Task to complete: Write out, please, the line containing "Spot the metal" together with all lines after it, up to and including the last one, with no other output.

Exercise input:

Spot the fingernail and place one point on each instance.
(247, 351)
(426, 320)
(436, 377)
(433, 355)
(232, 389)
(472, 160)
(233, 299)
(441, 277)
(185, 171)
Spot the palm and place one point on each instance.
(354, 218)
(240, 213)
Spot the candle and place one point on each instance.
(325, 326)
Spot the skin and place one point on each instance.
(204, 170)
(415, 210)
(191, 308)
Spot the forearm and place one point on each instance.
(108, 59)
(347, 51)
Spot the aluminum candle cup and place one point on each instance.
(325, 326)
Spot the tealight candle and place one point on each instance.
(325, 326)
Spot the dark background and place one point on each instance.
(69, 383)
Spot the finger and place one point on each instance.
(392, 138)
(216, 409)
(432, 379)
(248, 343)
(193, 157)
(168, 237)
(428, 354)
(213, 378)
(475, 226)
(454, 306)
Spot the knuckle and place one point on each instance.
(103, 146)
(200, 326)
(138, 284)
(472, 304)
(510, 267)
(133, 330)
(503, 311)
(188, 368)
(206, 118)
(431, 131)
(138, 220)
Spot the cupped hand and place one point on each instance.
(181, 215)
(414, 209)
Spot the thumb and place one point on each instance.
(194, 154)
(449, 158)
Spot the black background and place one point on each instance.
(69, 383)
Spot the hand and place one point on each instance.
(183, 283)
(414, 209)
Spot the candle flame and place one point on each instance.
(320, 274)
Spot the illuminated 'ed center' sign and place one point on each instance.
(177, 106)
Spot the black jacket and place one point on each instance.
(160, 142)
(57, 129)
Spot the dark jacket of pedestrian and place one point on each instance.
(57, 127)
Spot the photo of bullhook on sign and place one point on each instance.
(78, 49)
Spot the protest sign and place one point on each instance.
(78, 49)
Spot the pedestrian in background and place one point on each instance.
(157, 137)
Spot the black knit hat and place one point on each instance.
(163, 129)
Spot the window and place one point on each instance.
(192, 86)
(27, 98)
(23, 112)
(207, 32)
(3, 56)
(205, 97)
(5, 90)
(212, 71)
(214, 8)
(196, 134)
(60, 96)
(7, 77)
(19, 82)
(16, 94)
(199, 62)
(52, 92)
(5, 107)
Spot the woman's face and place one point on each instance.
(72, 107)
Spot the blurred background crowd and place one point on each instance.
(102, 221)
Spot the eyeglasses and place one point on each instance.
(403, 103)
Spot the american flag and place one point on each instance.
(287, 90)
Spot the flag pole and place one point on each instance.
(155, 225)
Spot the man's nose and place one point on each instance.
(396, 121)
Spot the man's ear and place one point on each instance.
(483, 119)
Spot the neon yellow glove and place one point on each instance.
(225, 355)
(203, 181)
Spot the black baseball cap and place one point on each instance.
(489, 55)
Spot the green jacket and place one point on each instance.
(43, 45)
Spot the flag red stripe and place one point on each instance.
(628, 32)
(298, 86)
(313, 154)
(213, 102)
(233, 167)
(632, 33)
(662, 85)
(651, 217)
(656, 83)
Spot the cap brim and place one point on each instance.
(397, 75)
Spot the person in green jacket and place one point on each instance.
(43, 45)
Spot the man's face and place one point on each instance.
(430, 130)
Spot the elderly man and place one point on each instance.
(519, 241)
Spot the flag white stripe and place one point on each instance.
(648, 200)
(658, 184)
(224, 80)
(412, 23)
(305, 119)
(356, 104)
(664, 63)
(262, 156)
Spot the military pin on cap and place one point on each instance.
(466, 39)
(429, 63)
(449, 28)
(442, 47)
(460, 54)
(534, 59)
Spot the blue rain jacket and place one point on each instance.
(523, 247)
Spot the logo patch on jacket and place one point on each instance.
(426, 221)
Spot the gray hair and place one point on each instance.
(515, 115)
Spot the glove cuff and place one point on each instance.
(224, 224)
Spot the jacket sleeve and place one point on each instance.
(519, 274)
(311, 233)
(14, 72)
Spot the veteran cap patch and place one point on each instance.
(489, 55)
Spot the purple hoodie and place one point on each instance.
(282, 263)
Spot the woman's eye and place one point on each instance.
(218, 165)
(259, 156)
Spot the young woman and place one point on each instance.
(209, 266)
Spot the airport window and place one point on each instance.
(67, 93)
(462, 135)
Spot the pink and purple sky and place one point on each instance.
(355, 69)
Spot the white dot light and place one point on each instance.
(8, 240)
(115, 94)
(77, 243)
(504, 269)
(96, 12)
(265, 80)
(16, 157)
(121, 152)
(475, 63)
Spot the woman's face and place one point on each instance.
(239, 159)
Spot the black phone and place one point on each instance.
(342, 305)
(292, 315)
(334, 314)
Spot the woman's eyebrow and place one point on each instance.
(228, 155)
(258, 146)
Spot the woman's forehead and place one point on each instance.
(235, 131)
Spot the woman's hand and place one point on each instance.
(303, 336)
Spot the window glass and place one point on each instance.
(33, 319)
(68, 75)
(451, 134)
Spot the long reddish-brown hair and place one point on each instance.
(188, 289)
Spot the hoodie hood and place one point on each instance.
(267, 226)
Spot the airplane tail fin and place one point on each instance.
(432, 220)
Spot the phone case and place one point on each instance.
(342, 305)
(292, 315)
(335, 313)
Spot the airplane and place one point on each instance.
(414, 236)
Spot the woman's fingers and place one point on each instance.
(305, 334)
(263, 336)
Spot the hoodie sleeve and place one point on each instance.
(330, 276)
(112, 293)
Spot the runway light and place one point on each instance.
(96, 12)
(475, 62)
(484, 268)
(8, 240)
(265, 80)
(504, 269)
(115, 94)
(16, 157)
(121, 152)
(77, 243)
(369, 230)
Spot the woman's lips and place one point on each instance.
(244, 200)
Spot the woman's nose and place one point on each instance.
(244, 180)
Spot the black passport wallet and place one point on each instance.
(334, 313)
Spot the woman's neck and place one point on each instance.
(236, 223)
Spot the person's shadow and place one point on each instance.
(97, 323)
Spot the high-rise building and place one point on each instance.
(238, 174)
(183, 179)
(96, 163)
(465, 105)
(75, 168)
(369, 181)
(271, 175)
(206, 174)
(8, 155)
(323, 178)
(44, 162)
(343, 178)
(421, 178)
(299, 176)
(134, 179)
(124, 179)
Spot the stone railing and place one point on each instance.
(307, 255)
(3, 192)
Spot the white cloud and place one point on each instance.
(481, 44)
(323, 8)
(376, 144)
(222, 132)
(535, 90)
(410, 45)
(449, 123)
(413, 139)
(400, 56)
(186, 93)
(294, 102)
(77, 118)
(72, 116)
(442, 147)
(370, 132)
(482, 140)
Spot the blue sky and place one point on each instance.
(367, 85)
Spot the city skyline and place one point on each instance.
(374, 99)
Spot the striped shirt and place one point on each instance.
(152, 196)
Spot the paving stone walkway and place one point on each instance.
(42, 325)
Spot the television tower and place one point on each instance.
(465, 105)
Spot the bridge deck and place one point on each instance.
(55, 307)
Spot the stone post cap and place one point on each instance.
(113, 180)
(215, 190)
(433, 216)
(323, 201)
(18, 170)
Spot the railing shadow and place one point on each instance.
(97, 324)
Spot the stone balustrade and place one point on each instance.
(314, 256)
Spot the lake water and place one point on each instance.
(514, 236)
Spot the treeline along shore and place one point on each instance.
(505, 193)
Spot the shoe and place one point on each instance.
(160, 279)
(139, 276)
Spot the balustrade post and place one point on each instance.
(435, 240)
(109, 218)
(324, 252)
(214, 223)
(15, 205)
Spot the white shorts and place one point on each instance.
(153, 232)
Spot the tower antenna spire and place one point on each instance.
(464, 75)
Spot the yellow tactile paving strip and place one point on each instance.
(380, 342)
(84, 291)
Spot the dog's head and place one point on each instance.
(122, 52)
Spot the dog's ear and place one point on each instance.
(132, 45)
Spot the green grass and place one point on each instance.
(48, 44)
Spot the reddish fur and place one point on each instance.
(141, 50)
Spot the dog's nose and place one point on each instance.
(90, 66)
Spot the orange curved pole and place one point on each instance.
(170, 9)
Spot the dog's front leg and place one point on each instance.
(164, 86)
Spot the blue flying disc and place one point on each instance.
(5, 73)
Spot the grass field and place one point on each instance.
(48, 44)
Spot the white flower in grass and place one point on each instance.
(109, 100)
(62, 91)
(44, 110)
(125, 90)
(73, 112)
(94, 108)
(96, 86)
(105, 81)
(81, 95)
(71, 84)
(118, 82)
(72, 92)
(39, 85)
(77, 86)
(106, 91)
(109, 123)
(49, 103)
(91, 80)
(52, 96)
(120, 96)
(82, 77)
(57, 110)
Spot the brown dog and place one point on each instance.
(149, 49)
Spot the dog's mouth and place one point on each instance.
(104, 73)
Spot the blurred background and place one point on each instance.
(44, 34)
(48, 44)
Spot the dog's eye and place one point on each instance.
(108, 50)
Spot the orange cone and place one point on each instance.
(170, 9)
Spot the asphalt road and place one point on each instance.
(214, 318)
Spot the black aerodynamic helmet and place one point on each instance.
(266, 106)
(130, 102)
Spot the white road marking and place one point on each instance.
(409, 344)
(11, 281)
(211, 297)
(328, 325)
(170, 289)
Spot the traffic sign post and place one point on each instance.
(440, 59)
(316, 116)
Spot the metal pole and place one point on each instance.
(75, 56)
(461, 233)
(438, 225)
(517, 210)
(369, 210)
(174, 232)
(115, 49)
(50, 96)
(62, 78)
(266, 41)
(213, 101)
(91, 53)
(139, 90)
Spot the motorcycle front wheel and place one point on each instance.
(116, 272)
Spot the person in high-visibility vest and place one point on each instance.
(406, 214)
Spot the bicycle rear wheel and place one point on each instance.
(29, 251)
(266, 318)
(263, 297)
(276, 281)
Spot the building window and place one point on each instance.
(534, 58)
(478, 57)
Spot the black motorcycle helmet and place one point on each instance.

Exercise result:
Spot the metal pole and place one point on each instance.
(75, 56)
(461, 233)
(438, 225)
(517, 210)
(369, 210)
(174, 232)
(115, 49)
(50, 96)
(62, 78)
(266, 41)
(213, 101)
(91, 53)
(139, 90)
Spot the motorcycle front wheel and place one point on each instance.
(116, 272)
Spot the person in high-visibility vest and place one point on each instance.
(406, 214)
Spot the bicycle rear wheel and place one point on each instance.
(29, 251)
(266, 318)
(263, 297)
(276, 281)
Spot the building window and place one point on each instance.
(534, 58)
(478, 57)
Spot the black motorcycle helmet and place one point on each instance.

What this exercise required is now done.